■ **Set task**:
Please report how many lines below contain the string "target", matching case exactly, and give only that number.
▼
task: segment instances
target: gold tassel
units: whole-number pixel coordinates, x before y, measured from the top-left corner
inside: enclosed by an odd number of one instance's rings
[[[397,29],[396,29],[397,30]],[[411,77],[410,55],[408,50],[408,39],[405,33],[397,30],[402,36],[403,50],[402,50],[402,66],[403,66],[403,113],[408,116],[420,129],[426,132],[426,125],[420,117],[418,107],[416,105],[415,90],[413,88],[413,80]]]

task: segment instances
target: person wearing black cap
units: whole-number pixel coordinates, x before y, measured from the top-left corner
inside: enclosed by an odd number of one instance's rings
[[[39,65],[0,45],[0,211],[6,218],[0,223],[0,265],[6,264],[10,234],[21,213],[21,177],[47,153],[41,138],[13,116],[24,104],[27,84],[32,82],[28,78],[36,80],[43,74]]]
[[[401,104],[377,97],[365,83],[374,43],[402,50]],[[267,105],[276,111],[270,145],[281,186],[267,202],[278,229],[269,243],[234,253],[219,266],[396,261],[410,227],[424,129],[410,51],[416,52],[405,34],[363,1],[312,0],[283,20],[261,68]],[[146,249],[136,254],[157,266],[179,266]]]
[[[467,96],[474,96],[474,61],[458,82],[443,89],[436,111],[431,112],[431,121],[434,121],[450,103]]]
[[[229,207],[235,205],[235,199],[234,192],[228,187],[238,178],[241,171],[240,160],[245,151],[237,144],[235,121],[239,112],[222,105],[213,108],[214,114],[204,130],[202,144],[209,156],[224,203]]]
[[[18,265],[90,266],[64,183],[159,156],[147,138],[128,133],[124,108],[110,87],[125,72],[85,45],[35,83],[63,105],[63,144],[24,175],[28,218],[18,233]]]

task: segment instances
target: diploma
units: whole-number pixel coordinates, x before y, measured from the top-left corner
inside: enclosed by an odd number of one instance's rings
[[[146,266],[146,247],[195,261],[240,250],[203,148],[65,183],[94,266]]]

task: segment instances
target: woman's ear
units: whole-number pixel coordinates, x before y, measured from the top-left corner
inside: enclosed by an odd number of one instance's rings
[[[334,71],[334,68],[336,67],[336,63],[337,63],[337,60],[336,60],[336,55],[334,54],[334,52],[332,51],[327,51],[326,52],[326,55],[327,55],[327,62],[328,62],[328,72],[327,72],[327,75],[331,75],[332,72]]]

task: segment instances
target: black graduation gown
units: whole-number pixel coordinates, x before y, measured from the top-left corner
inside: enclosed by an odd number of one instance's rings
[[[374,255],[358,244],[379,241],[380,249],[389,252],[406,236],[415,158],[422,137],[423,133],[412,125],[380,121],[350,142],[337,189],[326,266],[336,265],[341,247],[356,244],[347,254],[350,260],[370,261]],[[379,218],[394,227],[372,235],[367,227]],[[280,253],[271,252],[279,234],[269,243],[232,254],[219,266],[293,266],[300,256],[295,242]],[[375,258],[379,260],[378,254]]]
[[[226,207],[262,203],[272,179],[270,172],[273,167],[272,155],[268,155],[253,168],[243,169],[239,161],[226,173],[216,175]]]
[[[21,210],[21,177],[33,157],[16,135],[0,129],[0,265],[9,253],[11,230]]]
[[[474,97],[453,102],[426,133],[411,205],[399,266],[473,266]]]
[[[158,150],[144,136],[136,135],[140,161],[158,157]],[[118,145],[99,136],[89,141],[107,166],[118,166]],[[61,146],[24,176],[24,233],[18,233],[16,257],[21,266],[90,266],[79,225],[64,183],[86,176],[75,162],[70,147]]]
▲
■ **Task response**:
5